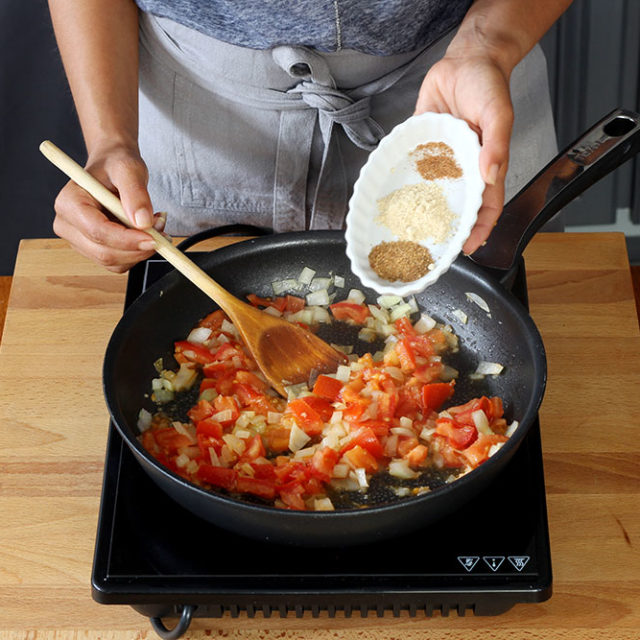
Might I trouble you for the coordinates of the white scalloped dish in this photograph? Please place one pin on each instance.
(392, 166)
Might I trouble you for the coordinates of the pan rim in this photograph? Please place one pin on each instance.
(284, 240)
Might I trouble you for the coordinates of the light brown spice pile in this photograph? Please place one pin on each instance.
(436, 160)
(416, 212)
(400, 260)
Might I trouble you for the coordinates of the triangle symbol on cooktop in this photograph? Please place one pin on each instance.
(519, 562)
(493, 562)
(468, 562)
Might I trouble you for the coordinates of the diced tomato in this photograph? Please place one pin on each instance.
(218, 476)
(204, 409)
(360, 458)
(379, 427)
(216, 369)
(492, 408)
(252, 380)
(349, 311)
(291, 495)
(306, 417)
(213, 321)
(256, 486)
(405, 328)
(428, 372)
(264, 470)
(194, 352)
(208, 383)
(276, 439)
(293, 304)
(323, 461)
(459, 435)
(321, 406)
(367, 439)
(227, 403)
(417, 455)
(209, 427)
(226, 351)
(451, 458)
(254, 449)
(406, 356)
(327, 387)
(169, 440)
(406, 444)
(434, 395)
(478, 452)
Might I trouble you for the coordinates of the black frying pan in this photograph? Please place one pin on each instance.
(168, 310)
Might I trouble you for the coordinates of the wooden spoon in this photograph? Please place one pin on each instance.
(286, 353)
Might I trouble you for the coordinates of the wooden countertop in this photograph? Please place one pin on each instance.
(61, 312)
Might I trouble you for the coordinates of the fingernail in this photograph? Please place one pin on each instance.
(160, 221)
(147, 245)
(492, 174)
(143, 218)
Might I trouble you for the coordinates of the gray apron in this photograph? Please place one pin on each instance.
(277, 137)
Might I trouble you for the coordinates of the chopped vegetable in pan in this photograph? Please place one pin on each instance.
(383, 413)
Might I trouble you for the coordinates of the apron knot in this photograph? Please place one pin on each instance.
(318, 90)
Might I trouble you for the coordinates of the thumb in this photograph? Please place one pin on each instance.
(131, 182)
(496, 136)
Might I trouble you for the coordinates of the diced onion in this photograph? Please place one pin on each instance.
(341, 470)
(320, 297)
(199, 335)
(223, 416)
(511, 428)
(144, 420)
(228, 327)
(401, 469)
(389, 300)
(400, 311)
(272, 311)
(323, 504)
(361, 476)
(424, 324)
(320, 283)
(297, 438)
(461, 315)
(475, 298)
(481, 422)
(306, 275)
(488, 368)
(356, 296)
(281, 286)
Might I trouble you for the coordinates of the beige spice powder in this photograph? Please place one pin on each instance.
(416, 212)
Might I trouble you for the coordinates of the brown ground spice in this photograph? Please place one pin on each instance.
(436, 160)
(400, 260)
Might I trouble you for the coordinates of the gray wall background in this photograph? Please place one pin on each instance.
(593, 54)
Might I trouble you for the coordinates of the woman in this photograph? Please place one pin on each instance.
(265, 114)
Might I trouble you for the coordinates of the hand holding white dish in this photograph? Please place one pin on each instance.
(399, 167)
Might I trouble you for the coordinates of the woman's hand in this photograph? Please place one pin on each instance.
(472, 82)
(95, 233)
(473, 87)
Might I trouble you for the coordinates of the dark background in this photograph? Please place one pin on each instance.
(593, 54)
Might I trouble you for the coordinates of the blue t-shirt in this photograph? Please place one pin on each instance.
(378, 27)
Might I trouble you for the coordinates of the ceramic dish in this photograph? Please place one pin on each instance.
(391, 166)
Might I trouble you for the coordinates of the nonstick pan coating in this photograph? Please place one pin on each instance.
(169, 309)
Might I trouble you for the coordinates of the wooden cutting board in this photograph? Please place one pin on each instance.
(53, 420)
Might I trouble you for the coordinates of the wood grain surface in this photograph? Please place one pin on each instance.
(54, 423)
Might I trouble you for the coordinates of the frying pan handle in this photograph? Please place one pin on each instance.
(224, 230)
(603, 148)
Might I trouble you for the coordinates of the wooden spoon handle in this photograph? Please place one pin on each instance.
(112, 203)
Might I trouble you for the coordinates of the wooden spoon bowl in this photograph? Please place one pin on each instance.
(286, 353)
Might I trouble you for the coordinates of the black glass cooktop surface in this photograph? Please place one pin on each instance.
(162, 560)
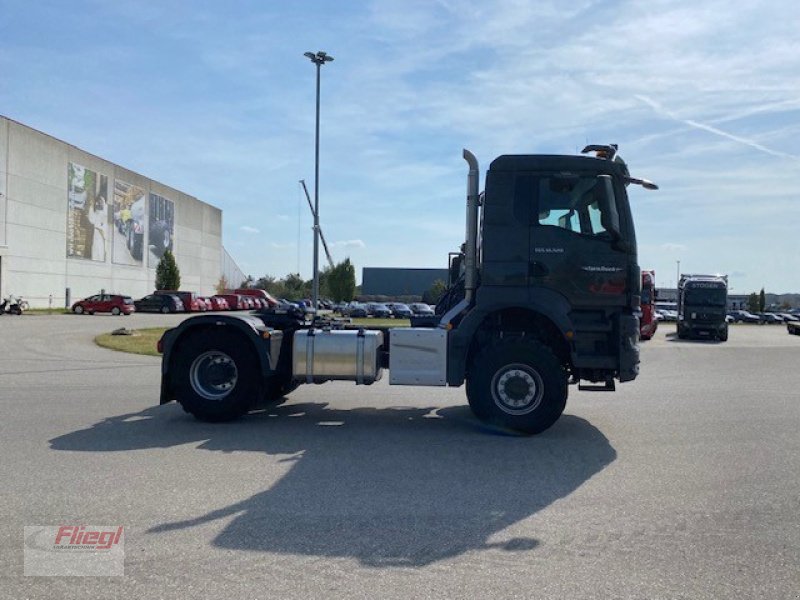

═══

Exercise objective |
Where an entry contains an image, skip the image; repeat everything else exactly.

Solution for this task |
Might I trouble you for the coordinates of the white scalloped dish in this photograph? Please place one pin on each instance.
(392, 166)
Might I trouble you for the coordinates of the pan rim in this photograph? Please place one pin on each instance.
(284, 240)
Might I trouble you for the coordinates of the light brown spice pile in this photograph? Please place one pin on each instance.
(436, 160)
(416, 212)
(400, 260)
Might I trouble you for the coordinates of the triangle symbol on cooktop in this photograph? Please place one pin on each instance.
(519, 562)
(493, 562)
(468, 562)
Might I trouble you for the coordinates of the diced tomato in this photograph? Please place one pin on each instance.
(218, 476)
(204, 409)
(360, 458)
(379, 427)
(216, 369)
(492, 408)
(252, 380)
(349, 311)
(291, 495)
(306, 417)
(213, 321)
(256, 486)
(405, 328)
(428, 372)
(264, 470)
(194, 352)
(208, 383)
(276, 439)
(293, 304)
(323, 461)
(459, 435)
(321, 406)
(367, 439)
(227, 403)
(417, 455)
(209, 427)
(226, 351)
(451, 458)
(254, 449)
(406, 356)
(327, 387)
(169, 440)
(406, 444)
(434, 395)
(478, 452)
Might I trouble you for the coordinates of the black frying pan in this photograph? Please place one pin on each instance.
(168, 310)
Might I trouble you for the coordinates of the wooden spoon in this photograph? Please place one pin on each instance.
(286, 353)
Might I trouble you for the coordinates of the wooden countertop in this photograph? Please place one pin on each instance.
(61, 312)
Might I trouble you for the coordinates of the fingernail in this photograph? Please place one pin on each instance.
(160, 221)
(147, 245)
(492, 174)
(143, 218)
Might I trouble you for the coordinates of the gray apron in this photograph? Please place one pin on each instance.
(277, 137)
Might I trouble you for the coordinates of the chopped vegetable in pan in this photograph? Please place one pin on each instance.
(383, 413)
Might I trouble you for the coordinates of the apron knot in this photograph? Please place one pin on each instance.
(318, 90)
Might I trouble you for the coordinates of the thumb in this photograph? Please place one pin on each instance.
(131, 182)
(496, 136)
Might I trouble you for the coordinates of the diced onion in this photograph? Please place one pin on each instance.
(341, 470)
(320, 297)
(199, 335)
(223, 416)
(511, 428)
(144, 420)
(228, 327)
(401, 469)
(389, 300)
(400, 311)
(272, 311)
(323, 504)
(361, 476)
(424, 324)
(320, 283)
(297, 438)
(461, 315)
(475, 298)
(481, 422)
(306, 275)
(488, 368)
(356, 296)
(281, 286)
Might I trouble you for the coordinates of the beige spice powder in this photograph? Please place one pin on each instance.
(416, 212)
Might I trouble you for the coordinates of the brown ground spice in this photograph? Please place one pin on each instance.
(436, 160)
(400, 260)
Might I trouble you for the coordinates of the gray wall background in this photograph? Please place one pin on each instance.
(593, 54)
Might I trouble you for the coordinates of the woman in this photograph? Please place one pin on each instance.
(265, 114)
Might I trouble you for the coordinates of the hand holding white dish in this photograph? Please place one pin on each instance.
(399, 167)
Might I trouble you for the coordinates of the woman's hand in this photograph? Please place one pin on each instance.
(472, 82)
(95, 233)
(473, 87)
Might I trouble you for the coordinates of the dark background in this photograph? Please place one pin on each instance.
(593, 54)
Might I trouble you for the coordinates of the blue t-shirt in this photograph? Please place one pin on each instance.
(378, 27)
Might I trouble you for the coordinates of the ceramic dish in this photograph? Please place one pin on each instance.
(391, 166)
Might I trouble you for the coordinates of the nonstick pan coating in this photograph? Please place one pin on each instance.
(169, 309)
Might I trouble you for the coordinates of the wooden cutting board in this photograph? Please place one pin on each instance.
(53, 420)
Might I trouble you for the coordinates of the wood grain surface in this photograph? Please place one pin on each instance.
(54, 423)
Might I trouble you for the coordinates of the frying pan handle in this photograph? Please place one pin on each instance.
(224, 230)
(603, 148)
Might I trouble you for the coordinates of the wooden spoon handle in this photograph? Please place one pin on each instance.
(112, 203)
Might I trouble you for the coordinates of the wooden spoon bowl in this photograph? Please place one pin on each instance.
(286, 353)
Might I trouble you for the coordinates of the black glass cooktop surface in this photograph? Please place one pin on each instance.
(162, 560)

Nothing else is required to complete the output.